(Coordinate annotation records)

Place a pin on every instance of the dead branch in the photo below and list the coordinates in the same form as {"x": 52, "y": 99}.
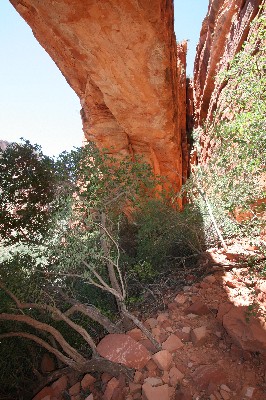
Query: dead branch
{"x": 78, "y": 358}
{"x": 51, "y": 349}
{"x": 54, "y": 311}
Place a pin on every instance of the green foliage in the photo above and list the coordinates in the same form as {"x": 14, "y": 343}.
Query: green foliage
{"x": 27, "y": 192}
{"x": 165, "y": 234}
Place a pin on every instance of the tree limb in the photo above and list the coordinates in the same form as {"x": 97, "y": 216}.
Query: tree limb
{"x": 44, "y": 344}
{"x": 78, "y": 358}
{"x": 53, "y": 311}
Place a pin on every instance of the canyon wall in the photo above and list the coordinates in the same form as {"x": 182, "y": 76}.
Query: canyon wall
{"x": 224, "y": 30}
{"x": 120, "y": 57}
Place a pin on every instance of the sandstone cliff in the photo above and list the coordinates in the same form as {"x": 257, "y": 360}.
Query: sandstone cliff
{"x": 120, "y": 57}
{"x": 223, "y": 32}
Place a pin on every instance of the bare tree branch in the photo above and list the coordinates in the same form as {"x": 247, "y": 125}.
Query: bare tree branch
{"x": 78, "y": 358}
{"x": 44, "y": 344}
{"x": 54, "y": 311}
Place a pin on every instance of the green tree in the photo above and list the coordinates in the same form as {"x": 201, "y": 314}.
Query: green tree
{"x": 51, "y": 287}
{"x": 27, "y": 192}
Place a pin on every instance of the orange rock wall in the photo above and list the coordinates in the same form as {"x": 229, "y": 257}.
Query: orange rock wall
{"x": 120, "y": 57}
{"x": 224, "y": 30}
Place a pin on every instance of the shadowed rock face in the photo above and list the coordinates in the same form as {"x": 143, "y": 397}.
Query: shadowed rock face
{"x": 120, "y": 57}
{"x": 224, "y": 30}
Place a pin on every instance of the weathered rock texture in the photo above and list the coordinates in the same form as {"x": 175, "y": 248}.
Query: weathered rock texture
{"x": 120, "y": 57}
{"x": 223, "y": 32}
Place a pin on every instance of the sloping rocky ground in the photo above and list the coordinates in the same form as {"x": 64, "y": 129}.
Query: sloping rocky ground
{"x": 209, "y": 348}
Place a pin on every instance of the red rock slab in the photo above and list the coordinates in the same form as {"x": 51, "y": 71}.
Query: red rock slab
{"x": 163, "y": 359}
{"x": 206, "y": 374}
{"x": 250, "y": 335}
{"x": 197, "y": 308}
{"x": 122, "y": 349}
{"x": 46, "y": 391}
{"x": 87, "y": 380}
{"x": 173, "y": 343}
{"x": 110, "y": 388}
{"x": 60, "y": 385}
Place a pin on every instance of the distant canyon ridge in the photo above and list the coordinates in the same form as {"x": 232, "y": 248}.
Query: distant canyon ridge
{"x": 122, "y": 60}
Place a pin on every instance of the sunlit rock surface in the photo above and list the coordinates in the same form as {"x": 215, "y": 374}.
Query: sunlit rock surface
{"x": 120, "y": 57}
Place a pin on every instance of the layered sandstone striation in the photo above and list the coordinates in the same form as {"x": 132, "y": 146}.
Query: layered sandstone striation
{"x": 120, "y": 57}
{"x": 224, "y": 30}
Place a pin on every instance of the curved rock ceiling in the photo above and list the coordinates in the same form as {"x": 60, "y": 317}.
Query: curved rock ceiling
{"x": 120, "y": 57}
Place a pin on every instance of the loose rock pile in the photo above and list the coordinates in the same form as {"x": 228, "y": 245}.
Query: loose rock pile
{"x": 209, "y": 350}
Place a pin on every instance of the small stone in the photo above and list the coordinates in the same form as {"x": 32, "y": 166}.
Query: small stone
{"x": 136, "y": 334}
{"x": 47, "y": 363}
{"x": 197, "y": 308}
{"x": 155, "y": 393}
{"x": 199, "y": 336}
{"x": 134, "y": 387}
{"x": 192, "y": 316}
{"x": 249, "y": 392}
{"x": 46, "y": 391}
{"x": 165, "y": 377}
{"x": 151, "y": 366}
{"x": 87, "y": 381}
{"x": 90, "y": 397}
{"x": 138, "y": 377}
{"x": 163, "y": 359}
{"x": 226, "y": 388}
{"x": 173, "y": 343}
{"x": 209, "y": 279}
{"x": 162, "y": 317}
{"x": 121, "y": 348}
{"x": 59, "y": 386}
{"x": 204, "y": 285}
{"x": 154, "y": 381}
{"x": 175, "y": 376}
{"x": 218, "y": 396}
{"x": 106, "y": 377}
{"x": 75, "y": 389}
{"x": 152, "y": 322}
{"x": 225, "y": 395}
{"x": 180, "y": 299}
{"x": 110, "y": 388}
{"x": 206, "y": 374}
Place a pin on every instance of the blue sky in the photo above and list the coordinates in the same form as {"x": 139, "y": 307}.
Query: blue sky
{"x": 35, "y": 100}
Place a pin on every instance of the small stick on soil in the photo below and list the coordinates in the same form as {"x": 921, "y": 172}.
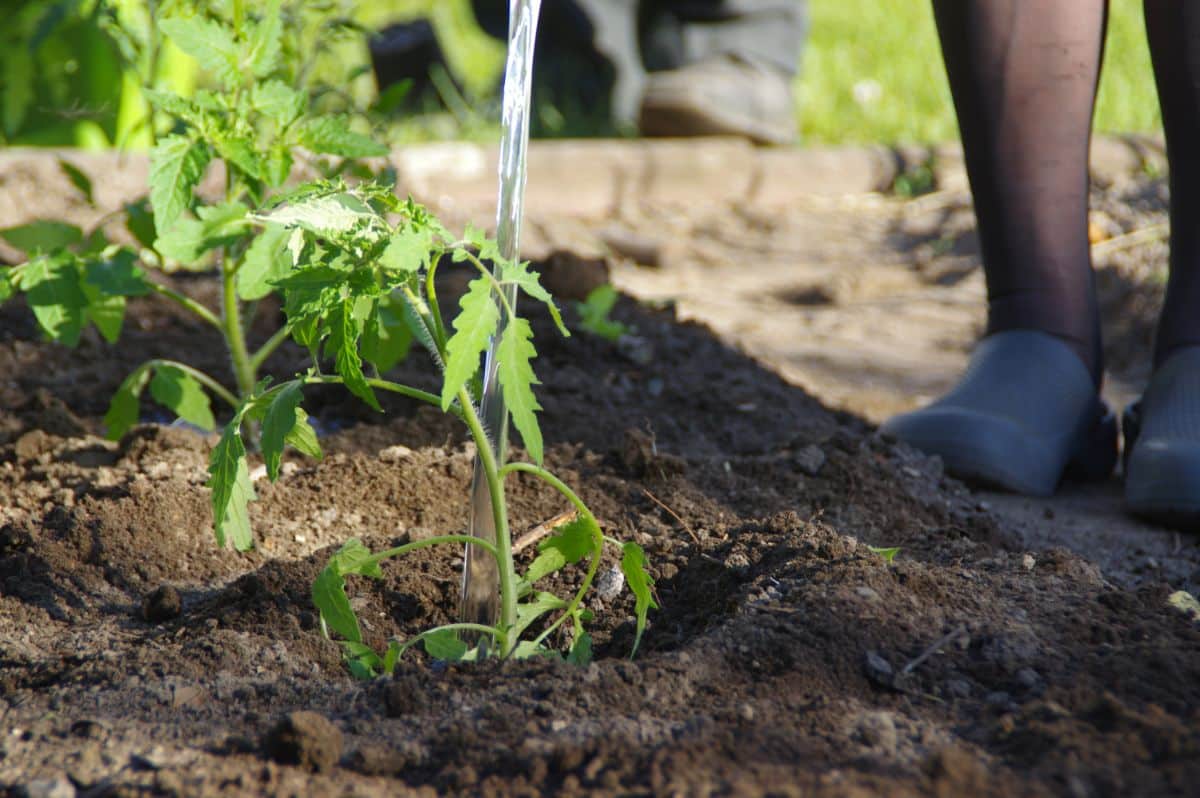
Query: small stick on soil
{"x": 543, "y": 531}
{"x": 933, "y": 649}
{"x": 675, "y": 515}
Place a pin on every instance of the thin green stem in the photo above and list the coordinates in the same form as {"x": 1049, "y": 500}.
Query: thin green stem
{"x": 217, "y": 389}
{"x": 598, "y": 539}
{"x": 387, "y": 385}
{"x": 268, "y": 349}
{"x": 235, "y": 339}
{"x": 487, "y": 460}
{"x": 187, "y": 304}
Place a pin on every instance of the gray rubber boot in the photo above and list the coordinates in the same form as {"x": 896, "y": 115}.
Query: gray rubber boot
{"x": 1162, "y": 435}
{"x": 1025, "y": 413}
{"x": 724, "y": 95}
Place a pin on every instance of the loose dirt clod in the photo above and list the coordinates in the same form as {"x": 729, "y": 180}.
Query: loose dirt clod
{"x": 305, "y": 739}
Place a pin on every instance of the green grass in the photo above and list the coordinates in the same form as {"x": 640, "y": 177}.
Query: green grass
{"x": 895, "y": 61}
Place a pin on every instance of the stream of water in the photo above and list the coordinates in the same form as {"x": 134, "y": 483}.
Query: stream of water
{"x": 480, "y": 579}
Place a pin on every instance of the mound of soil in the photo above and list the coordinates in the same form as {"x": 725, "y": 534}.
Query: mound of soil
{"x": 789, "y": 657}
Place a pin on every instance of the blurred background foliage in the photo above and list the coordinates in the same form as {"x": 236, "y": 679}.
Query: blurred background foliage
{"x": 72, "y": 71}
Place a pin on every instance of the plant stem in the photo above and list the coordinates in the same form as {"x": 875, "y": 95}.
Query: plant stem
{"x": 189, "y": 305}
{"x": 243, "y": 366}
{"x": 201, "y": 377}
{"x": 585, "y": 513}
{"x": 487, "y": 460}
{"x": 268, "y": 349}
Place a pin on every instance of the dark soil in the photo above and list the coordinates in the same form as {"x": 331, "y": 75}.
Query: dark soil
{"x": 787, "y": 658}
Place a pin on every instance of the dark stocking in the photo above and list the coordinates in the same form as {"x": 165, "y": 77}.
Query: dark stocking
{"x": 1174, "y": 31}
{"x": 1024, "y": 75}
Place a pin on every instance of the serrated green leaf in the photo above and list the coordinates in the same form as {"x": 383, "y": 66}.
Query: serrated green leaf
{"x": 633, "y": 565}
{"x": 241, "y": 153}
{"x": 277, "y": 101}
{"x": 123, "y": 409}
{"x": 263, "y": 45}
{"x": 325, "y": 216}
{"x": 517, "y": 274}
{"x": 210, "y": 43}
{"x": 118, "y": 275}
{"x": 304, "y": 438}
{"x": 267, "y": 261}
{"x": 105, "y": 311}
{"x": 333, "y": 136}
{"x": 216, "y": 226}
{"x": 515, "y": 372}
{"x": 408, "y": 251}
{"x": 355, "y": 558}
{"x": 232, "y": 490}
{"x": 53, "y": 292}
{"x": 574, "y": 541}
{"x": 535, "y": 607}
{"x": 139, "y": 222}
{"x": 444, "y": 645}
{"x": 78, "y": 179}
{"x": 183, "y": 395}
{"x": 474, "y": 327}
{"x": 342, "y": 343}
{"x": 385, "y": 337}
{"x": 277, "y": 425}
{"x": 42, "y": 235}
{"x": 581, "y": 651}
{"x": 177, "y": 166}
{"x": 329, "y": 597}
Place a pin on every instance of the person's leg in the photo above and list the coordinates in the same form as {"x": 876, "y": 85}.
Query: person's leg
{"x": 1163, "y": 429}
{"x": 1024, "y": 75}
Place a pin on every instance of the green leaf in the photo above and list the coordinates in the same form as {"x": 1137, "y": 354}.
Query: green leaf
{"x": 264, "y": 41}
{"x": 444, "y": 645}
{"x": 277, "y": 101}
{"x": 474, "y": 325}
{"x": 304, "y": 438}
{"x": 123, "y": 409}
{"x": 408, "y": 251}
{"x": 118, "y": 275}
{"x": 267, "y": 261}
{"x": 387, "y": 339}
{"x": 139, "y": 222}
{"x": 888, "y": 553}
{"x": 53, "y": 293}
{"x": 333, "y": 136}
{"x": 517, "y": 379}
{"x": 241, "y": 153}
{"x": 279, "y": 424}
{"x": 177, "y": 166}
{"x": 343, "y": 337}
{"x": 42, "y": 235}
{"x": 105, "y": 311}
{"x": 217, "y": 226}
{"x": 232, "y": 489}
{"x": 329, "y": 597}
{"x": 183, "y": 395}
{"x": 355, "y": 558}
{"x": 575, "y": 540}
{"x": 210, "y": 43}
{"x": 78, "y": 179}
{"x": 324, "y": 215}
{"x": 633, "y": 565}
{"x": 535, "y": 607}
{"x": 594, "y": 313}
{"x": 581, "y": 651}
{"x": 517, "y": 273}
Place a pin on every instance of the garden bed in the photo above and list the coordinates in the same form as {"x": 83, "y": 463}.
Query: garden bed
{"x": 789, "y": 657}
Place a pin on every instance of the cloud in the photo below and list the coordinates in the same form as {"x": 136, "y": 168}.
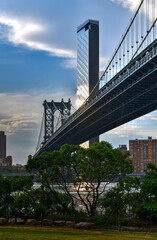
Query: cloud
{"x": 70, "y": 63}
{"x": 20, "y": 118}
{"x": 133, "y": 4}
{"x": 26, "y": 32}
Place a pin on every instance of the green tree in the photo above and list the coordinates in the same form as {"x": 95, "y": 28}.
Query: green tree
{"x": 86, "y": 169}
{"x": 149, "y": 193}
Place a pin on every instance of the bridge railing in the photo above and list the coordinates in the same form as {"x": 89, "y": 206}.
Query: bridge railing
{"x": 135, "y": 64}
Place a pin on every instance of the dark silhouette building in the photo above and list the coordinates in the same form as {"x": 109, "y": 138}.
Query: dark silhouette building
{"x": 142, "y": 152}
{"x": 2, "y": 144}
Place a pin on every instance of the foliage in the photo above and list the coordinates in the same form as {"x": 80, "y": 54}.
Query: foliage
{"x": 85, "y": 168}
{"x": 122, "y": 200}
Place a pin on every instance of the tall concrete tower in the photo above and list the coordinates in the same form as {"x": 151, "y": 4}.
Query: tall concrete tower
{"x": 2, "y": 145}
{"x": 87, "y": 62}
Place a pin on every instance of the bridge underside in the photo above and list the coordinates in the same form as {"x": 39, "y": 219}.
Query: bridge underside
{"x": 127, "y": 100}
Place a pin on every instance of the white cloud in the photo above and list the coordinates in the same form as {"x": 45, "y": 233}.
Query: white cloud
{"x": 20, "y": 118}
{"x": 133, "y": 4}
{"x": 26, "y": 32}
{"x": 70, "y": 63}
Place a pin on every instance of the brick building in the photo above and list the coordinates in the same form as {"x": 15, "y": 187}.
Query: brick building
{"x": 143, "y": 152}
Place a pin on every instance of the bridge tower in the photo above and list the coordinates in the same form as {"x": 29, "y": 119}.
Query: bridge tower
{"x": 49, "y": 110}
{"x": 87, "y": 63}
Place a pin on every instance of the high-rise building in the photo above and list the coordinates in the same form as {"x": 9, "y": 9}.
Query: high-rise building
{"x": 87, "y": 61}
{"x": 2, "y": 144}
{"x": 123, "y": 148}
{"x": 143, "y": 152}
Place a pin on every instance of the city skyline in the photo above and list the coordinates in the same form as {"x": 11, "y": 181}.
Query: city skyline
{"x": 38, "y": 62}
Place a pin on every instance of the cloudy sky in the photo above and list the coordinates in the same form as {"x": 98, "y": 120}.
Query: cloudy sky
{"x": 38, "y": 62}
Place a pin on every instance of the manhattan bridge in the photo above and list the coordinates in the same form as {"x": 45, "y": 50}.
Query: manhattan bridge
{"x": 127, "y": 88}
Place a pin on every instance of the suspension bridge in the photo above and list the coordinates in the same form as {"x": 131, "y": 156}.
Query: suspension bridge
{"x": 127, "y": 88}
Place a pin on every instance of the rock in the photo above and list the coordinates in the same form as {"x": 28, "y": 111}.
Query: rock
{"x": 19, "y": 221}
{"x": 70, "y": 224}
{"x": 3, "y": 221}
{"x": 47, "y": 222}
{"x": 31, "y": 222}
{"x": 85, "y": 225}
{"x": 11, "y": 221}
{"x": 59, "y": 223}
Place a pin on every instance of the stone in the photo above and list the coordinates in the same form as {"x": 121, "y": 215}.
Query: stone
{"x": 31, "y": 222}
{"x": 19, "y": 221}
{"x": 70, "y": 224}
{"x": 47, "y": 222}
{"x": 85, "y": 225}
{"x": 3, "y": 221}
{"x": 11, "y": 221}
{"x": 59, "y": 223}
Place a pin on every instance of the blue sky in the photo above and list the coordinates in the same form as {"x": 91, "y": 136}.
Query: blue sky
{"x": 38, "y": 62}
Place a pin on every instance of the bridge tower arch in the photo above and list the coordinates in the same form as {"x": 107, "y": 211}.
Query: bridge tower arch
{"x": 49, "y": 115}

TASK TO COMPLETE:
Please quote nothing but the lines from the line with "Place a pin on every instance of the stone" through the end of the data above, exactly as written, ends included.

ANSWER FOR THIS EXERCISE:
Place a pin on every instance of the stone in the photo above and list the coordinates in the same form as {"x": 121, "y": 215}.
Query: stone
{"x": 31, "y": 222}
{"x": 19, "y": 221}
{"x": 70, "y": 224}
{"x": 47, "y": 222}
{"x": 85, "y": 225}
{"x": 3, "y": 221}
{"x": 11, "y": 221}
{"x": 59, "y": 223}
Place a pin on every instance of the blue sky in the photo above and list the coordinates in the same form as {"x": 91, "y": 136}.
Query: blue sky
{"x": 38, "y": 62}
Place a pin on every instance of the bridge tower arch in the photo above and list the coordinates in the same form as {"x": 107, "y": 211}.
Query: bridge tower arch
{"x": 49, "y": 115}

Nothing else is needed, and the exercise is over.